Data shown:
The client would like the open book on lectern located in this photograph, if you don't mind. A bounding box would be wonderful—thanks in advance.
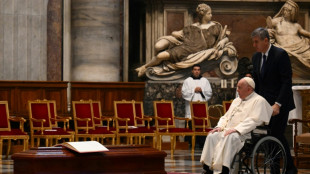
[55,141,109,153]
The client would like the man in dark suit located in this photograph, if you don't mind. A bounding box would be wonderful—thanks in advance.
[251,27,297,174]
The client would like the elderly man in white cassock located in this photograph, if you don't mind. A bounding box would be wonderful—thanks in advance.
[200,77,273,174]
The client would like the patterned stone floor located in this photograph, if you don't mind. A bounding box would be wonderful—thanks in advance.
[1,149,309,173]
[165,149,310,174]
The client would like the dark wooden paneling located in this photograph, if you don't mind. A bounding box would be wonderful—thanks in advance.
[0,88,14,114]
[0,81,145,118]
[46,89,68,115]
[71,82,145,116]
[0,81,68,117]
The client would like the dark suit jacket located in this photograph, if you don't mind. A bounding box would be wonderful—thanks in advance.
[252,45,295,113]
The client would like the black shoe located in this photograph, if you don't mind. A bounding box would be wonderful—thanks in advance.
[203,164,213,174]
[285,167,297,174]
[221,166,229,174]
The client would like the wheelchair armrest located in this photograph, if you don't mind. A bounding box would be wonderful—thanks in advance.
[252,128,268,135]
[255,125,269,130]
[251,125,270,137]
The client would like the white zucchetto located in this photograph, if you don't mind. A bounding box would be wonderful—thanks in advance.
[242,77,255,89]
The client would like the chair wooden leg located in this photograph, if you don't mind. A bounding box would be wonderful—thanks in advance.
[45,139,49,147]
[112,137,115,145]
[49,139,53,147]
[0,139,3,160]
[158,135,162,150]
[36,138,40,147]
[170,136,174,159]
[24,138,29,151]
[137,136,140,144]
[6,139,11,158]
[295,148,299,168]
[191,135,195,154]
[152,136,156,148]
[31,137,34,148]
[116,136,120,145]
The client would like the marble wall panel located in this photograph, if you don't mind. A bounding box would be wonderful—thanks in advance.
[30,16,41,80]
[47,0,62,81]
[3,0,13,14]
[3,15,13,79]
[17,16,27,80]
[15,0,27,15]
[71,0,121,81]
[0,0,48,81]
[0,13,3,79]
[213,14,272,59]
[13,15,18,79]
[40,13,47,81]
[31,0,42,15]
[26,15,32,80]
[166,11,184,35]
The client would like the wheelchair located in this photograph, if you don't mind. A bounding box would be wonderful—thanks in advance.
[232,126,287,174]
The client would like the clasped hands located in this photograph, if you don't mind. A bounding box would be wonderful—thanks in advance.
[210,127,237,136]
[194,87,202,93]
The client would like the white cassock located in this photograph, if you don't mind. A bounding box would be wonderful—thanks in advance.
[182,77,212,118]
[200,92,273,174]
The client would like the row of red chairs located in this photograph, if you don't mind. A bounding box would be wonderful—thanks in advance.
[0,99,233,159]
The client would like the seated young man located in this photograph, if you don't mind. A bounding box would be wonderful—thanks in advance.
[200,77,273,174]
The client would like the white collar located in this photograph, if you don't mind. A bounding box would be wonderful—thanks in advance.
[262,44,272,57]
[243,92,255,101]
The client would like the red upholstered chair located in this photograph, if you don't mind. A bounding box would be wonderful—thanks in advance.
[72,100,115,144]
[114,100,156,147]
[28,100,74,147]
[92,100,115,132]
[190,101,213,153]
[134,101,154,129]
[223,100,233,114]
[153,99,194,158]
[47,100,74,133]
[134,101,155,145]
[0,101,29,159]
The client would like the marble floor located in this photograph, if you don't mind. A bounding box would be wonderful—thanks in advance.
[1,149,310,173]
[165,149,310,174]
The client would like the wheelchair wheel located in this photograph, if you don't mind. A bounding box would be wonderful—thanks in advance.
[251,136,286,174]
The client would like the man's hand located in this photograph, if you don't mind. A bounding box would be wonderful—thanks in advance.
[272,104,280,116]
[195,87,202,93]
[224,128,237,136]
[210,127,221,134]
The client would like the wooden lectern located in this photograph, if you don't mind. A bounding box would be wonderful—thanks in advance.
[12,145,167,174]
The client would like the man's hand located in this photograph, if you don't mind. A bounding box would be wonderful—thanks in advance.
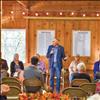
[64,56,68,61]
[50,48,54,54]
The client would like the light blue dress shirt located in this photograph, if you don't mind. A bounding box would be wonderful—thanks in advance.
[54,46,58,62]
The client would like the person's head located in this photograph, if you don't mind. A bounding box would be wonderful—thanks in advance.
[75,54,80,61]
[31,56,39,66]
[13,53,19,61]
[52,38,59,46]
[77,62,86,73]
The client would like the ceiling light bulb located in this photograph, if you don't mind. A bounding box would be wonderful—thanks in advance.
[22,12,25,15]
[71,12,74,15]
[46,12,49,15]
[96,13,99,16]
[35,13,38,16]
[83,14,86,17]
[60,12,63,15]
[11,11,14,14]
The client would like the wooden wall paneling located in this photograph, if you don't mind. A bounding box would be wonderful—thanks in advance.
[64,21,73,56]
[26,19,30,63]
[72,21,80,30]
[64,21,73,68]
[56,20,65,46]
[95,21,100,60]
[2,18,26,29]
[89,21,96,61]
[41,20,49,29]
[79,20,89,30]
[29,20,36,59]
[49,20,56,30]
[98,21,100,53]
[32,20,37,57]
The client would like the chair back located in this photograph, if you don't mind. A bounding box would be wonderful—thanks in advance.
[62,87,88,100]
[80,83,96,95]
[2,77,20,84]
[71,79,90,87]
[2,81,21,89]
[23,77,42,93]
[7,86,21,100]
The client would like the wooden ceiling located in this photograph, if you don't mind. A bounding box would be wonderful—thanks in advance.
[1,0,100,19]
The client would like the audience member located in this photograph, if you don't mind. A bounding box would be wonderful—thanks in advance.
[0,52,9,79]
[10,53,24,77]
[93,54,100,80]
[71,62,91,82]
[24,56,43,81]
[69,54,83,82]
[24,56,48,92]
[36,53,46,83]
[1,59,8,71]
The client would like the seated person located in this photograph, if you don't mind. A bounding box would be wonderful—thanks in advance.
[23,56,47,93]
[1,58,8,71]
[93,54,100,80]
[68,54,83,83]
[0,59,9,79]
[71,62,91,82]
[10,53,24,77]
[0,57,9,79]
[36,53,46,83]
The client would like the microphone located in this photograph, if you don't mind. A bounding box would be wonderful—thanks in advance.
[50,48,54,54]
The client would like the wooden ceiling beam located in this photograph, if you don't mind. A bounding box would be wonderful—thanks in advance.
[24,16,100,20]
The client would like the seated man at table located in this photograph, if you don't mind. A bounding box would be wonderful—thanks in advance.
[71,62,91,82]
[93,54,100,80]
[23,56,47,93]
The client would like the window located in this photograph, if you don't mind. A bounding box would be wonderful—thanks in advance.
[72,30,91,56]
[1,29,26,68]
[37,30,55,55]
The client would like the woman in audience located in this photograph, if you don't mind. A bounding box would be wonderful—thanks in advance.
[93,54,100,80]
[71,62,91,82]
[36,53,46,83]
[10,53,24,77]
[68,54,83,83]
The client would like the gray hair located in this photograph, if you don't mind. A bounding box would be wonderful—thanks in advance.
[77,62,86,71]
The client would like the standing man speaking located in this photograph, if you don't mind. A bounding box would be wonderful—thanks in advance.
[46,38,67,93]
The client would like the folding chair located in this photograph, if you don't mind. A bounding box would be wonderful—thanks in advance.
[7,86,21,100]
[23,77,42,93]
[2,77,20,84]
[62,87,88,100]
[80,83,96,96]
[2,81,21,89]
[71,79,90,87]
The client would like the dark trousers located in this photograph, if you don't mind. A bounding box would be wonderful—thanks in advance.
[0,95,7,100]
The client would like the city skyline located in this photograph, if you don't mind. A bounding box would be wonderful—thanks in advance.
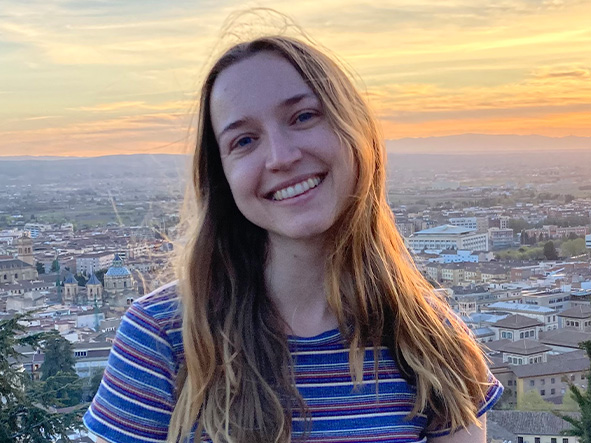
[1,0,591,157]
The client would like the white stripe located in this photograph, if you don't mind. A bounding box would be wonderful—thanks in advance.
[110,347,171,384]
[296,377,405,388]
[292,346,389,356]
[121,315,171,349]
[85,404,169,443]
[100,380,172,414]
[292,411,412,422]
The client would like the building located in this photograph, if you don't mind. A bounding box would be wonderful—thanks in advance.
[511,351,589,404]
[15,234,34,266]
[490,314,544,342]
[448,216,488,233]
[498,339,552,366]
[62,273,79,305]
[104,254,135,294]
[76,252,114,275]
[406,225,489,253]
[72,341,112,379]
[483,302,559,331]
[586,234,591,250]
[488,227,514,250]
[0,258,38,284]
[487,410,578,443]
[526,224,588,240]
[558,305,591,331]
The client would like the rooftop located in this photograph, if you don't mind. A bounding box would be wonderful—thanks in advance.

What to work on:
Restate verbatim the lines that begin at the one holding "The client would like the window" and end at the last line of the material. Exclude pictures.

Finished exercise:
The client would like the window located in this photograph, if you don't mind. A bounding box would be wonderful—thanks in advance.
[72,30,91,56]
[1,29,26,68]
[37,30,55,55]
The client would like the woman in audience located in this photograph, if you don't mind. A bounding box would be wonderful—thanks in advance.
[93,54,100,80]
[71,62,91,82]
[36,53,46,83]
[10,53,24,77]
[68,54,83,83]
The client would like the gray hair located in this photograph, if you don't mind. A bounding box would be wonderful—thanks in advance.
[77,62,86,71]
The client would like the standing man speaking located in this photograph, if you don't mind. A bounding box would be wonderful—thanks in advance.
[46,38,67,93]
The client would like the folding chair located in this photograph, if you don't mind. A bounding box would be wonderful—thanks in advance.
[7,86,21,100]
[23,77,42,93]
[2,77,20,84]
[62,87,88,100]
[80,83,96,96]
[2,81,21,89]
[71,79,90,87]
The client would like the dark trousers located in this photograph, if you don't mind. A bounding box would be wonderful—thanks in advance.
[0,95,7,100]
The client would like the city skyline located in this photograph, if you don't mind. A bounding box would be wonderful—thanks in advance.
[1,0,591,157]
The client would like the white stripe located in this photograph, if you don't mind. A bounding box would be wonderful—thanks in advance.
[110,347,171,384]
[296,377,405,388]
[292,346,389,356]
[121,315,171,349]
[85,404,169,443]
[100,380,172,414]
[292,411,412,422]
The client would like the building located in this photograph, if you don't mind. A bounding box would be wonderful—thanks in advance.
[511,351,589,404]
[15,234,34,266]
[490,314,544,342]
[448,216,488,233]
[498,339,552,366]
[62,273,79,305]
[104,254,135,294]
[76,252,114,275]
[406,225,489,253]
[72,341,112,379]
[483,302,559,331]
[586,234,591,250]
[488,227,514,250]
[0,258,38,284]
[487,410,578,443]
[526,224,588,240]
[558,305,591,331]
The client would like the rooftop located in this photograph, if you don't mind. A bounding box would be wonderful—thanks in advance.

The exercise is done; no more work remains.